Data supplied:
════

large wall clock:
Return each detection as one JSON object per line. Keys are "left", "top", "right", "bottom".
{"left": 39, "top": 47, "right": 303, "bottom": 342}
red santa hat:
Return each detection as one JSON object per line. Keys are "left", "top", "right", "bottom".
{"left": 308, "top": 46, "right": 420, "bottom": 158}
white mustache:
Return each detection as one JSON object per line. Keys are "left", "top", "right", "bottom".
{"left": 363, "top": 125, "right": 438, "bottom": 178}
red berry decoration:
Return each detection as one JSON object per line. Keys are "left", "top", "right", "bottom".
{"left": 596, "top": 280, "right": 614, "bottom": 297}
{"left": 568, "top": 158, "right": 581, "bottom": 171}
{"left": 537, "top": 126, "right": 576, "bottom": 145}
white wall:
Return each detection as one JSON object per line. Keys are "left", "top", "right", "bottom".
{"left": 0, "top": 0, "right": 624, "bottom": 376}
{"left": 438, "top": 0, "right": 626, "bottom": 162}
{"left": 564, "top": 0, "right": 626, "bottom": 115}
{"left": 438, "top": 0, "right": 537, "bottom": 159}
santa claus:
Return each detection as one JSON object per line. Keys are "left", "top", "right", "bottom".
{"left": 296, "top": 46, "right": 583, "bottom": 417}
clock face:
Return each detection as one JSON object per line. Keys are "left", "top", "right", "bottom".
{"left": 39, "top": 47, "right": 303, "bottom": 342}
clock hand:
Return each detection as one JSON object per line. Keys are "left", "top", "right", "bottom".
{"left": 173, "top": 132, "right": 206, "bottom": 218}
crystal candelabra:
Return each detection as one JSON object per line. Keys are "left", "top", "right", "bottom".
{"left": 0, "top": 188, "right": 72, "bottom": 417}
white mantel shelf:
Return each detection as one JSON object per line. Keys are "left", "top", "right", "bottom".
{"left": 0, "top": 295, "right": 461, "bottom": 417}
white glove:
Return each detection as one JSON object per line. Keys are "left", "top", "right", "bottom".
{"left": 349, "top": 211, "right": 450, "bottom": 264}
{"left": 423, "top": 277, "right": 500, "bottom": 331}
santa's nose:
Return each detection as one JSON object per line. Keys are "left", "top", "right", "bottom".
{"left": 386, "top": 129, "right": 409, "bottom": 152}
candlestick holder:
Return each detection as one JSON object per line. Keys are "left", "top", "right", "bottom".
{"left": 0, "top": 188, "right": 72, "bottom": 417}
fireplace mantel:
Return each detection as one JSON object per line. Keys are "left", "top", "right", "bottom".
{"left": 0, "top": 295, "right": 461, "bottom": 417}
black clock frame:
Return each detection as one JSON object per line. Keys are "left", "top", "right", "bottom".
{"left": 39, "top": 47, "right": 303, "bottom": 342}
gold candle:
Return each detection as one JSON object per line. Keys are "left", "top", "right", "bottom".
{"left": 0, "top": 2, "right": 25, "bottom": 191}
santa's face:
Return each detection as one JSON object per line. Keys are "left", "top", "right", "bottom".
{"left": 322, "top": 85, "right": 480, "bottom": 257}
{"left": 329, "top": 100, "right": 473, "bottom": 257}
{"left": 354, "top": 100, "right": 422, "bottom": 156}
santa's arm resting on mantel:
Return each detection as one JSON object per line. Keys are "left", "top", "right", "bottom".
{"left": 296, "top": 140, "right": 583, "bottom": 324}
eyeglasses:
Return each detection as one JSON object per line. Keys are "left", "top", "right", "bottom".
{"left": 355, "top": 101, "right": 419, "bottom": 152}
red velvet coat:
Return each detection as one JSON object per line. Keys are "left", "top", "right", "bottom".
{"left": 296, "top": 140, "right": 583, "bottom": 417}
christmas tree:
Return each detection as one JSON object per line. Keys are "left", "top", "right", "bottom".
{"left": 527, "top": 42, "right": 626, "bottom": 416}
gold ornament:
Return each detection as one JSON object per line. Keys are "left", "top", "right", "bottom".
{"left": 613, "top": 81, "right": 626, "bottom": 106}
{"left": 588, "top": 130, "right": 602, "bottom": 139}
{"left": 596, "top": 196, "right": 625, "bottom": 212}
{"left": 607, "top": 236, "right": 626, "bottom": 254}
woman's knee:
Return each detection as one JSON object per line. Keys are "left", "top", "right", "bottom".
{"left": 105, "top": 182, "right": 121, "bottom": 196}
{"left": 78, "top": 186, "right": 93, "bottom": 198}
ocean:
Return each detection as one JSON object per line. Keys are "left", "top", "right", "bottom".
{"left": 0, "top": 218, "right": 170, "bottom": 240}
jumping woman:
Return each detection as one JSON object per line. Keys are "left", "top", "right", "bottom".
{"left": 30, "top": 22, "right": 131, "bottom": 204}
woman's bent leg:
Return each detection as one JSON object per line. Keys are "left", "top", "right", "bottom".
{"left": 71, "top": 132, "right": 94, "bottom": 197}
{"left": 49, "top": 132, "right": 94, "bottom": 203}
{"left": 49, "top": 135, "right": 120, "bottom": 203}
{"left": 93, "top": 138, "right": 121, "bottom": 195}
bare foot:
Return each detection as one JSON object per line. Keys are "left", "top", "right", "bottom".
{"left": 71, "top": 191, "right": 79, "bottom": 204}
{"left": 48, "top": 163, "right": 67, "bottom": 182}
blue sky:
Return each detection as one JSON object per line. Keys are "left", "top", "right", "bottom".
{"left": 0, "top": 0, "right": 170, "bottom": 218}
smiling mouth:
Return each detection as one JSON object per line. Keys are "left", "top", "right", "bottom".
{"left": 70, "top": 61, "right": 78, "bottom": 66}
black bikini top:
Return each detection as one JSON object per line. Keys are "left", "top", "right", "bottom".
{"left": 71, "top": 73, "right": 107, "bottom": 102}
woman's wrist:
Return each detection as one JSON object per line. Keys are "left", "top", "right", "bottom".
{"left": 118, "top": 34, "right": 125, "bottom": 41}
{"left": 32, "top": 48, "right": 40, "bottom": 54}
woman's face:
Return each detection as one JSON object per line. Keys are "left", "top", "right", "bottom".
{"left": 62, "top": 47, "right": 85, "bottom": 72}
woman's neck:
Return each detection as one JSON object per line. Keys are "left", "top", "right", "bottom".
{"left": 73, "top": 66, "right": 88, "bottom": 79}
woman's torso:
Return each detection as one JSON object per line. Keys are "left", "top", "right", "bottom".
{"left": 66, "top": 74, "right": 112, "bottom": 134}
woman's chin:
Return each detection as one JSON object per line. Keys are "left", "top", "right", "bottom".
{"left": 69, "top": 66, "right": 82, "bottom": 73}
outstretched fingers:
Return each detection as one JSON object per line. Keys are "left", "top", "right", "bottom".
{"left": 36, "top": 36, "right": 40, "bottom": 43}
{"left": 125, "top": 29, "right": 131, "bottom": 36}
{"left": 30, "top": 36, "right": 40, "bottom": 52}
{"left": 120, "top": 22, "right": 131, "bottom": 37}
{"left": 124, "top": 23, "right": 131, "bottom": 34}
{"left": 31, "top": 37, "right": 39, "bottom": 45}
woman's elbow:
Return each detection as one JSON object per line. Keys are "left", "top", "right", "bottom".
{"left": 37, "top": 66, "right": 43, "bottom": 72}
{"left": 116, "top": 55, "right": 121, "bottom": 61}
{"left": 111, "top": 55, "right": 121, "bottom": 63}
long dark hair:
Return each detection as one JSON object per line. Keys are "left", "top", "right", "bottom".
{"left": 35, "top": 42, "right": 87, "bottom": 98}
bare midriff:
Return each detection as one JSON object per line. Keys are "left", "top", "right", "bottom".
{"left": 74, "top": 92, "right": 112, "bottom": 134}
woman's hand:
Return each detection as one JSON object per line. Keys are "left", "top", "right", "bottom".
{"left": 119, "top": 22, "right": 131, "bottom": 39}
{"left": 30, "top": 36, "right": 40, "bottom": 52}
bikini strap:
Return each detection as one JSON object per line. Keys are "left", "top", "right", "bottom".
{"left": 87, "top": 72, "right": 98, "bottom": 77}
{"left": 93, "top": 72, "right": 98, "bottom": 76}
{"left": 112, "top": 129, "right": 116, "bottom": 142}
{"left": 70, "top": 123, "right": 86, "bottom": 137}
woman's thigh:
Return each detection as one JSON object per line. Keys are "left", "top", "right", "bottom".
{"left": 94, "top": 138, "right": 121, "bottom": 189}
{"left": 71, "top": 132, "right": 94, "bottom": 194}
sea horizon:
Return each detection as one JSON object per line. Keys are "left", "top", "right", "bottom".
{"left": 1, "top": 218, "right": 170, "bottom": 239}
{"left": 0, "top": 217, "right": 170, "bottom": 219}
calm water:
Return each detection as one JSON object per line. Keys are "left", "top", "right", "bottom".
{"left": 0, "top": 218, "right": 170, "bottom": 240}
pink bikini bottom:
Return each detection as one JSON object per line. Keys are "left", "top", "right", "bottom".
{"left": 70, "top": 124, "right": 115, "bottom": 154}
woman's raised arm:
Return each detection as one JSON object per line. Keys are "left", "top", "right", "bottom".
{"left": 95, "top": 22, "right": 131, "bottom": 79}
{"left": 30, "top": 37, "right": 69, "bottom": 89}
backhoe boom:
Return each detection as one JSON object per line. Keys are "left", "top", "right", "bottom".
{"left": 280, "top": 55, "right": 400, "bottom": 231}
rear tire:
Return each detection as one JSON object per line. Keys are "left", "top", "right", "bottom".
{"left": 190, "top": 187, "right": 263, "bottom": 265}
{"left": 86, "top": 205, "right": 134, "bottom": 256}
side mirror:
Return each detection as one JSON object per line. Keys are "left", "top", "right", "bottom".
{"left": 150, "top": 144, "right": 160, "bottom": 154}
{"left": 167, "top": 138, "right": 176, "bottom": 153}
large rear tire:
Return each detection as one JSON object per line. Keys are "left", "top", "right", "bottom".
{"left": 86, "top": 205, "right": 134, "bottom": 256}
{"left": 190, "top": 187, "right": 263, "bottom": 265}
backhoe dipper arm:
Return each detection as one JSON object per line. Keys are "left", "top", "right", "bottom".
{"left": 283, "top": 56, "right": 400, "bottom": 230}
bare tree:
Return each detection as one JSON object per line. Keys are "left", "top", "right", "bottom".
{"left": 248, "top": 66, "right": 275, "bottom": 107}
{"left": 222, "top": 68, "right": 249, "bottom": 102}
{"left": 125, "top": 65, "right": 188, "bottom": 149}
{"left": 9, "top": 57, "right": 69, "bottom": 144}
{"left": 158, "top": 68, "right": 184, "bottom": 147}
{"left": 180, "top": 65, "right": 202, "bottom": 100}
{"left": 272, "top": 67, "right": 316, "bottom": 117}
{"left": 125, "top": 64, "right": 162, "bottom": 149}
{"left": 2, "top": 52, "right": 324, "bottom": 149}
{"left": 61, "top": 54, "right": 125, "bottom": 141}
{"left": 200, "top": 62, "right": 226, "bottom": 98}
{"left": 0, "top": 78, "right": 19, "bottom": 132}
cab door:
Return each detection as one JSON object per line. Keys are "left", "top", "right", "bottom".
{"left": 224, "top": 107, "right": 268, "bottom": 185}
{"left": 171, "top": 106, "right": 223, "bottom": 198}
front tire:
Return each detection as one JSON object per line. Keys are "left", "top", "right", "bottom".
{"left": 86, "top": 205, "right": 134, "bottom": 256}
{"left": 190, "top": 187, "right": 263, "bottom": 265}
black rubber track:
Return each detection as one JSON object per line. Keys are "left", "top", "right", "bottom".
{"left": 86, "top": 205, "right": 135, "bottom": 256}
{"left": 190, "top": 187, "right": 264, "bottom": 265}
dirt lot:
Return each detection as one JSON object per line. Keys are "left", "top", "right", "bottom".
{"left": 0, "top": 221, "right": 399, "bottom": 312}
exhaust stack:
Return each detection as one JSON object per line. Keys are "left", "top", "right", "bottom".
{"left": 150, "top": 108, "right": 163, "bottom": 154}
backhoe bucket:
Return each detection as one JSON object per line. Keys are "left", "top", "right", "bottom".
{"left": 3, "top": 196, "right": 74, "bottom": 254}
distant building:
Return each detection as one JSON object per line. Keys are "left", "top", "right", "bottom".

════

Required action: Read the entries and select each line where the word "bikini" is found.

Response to this task:
black bikini top:
bikini strap:
pink bikini bottom:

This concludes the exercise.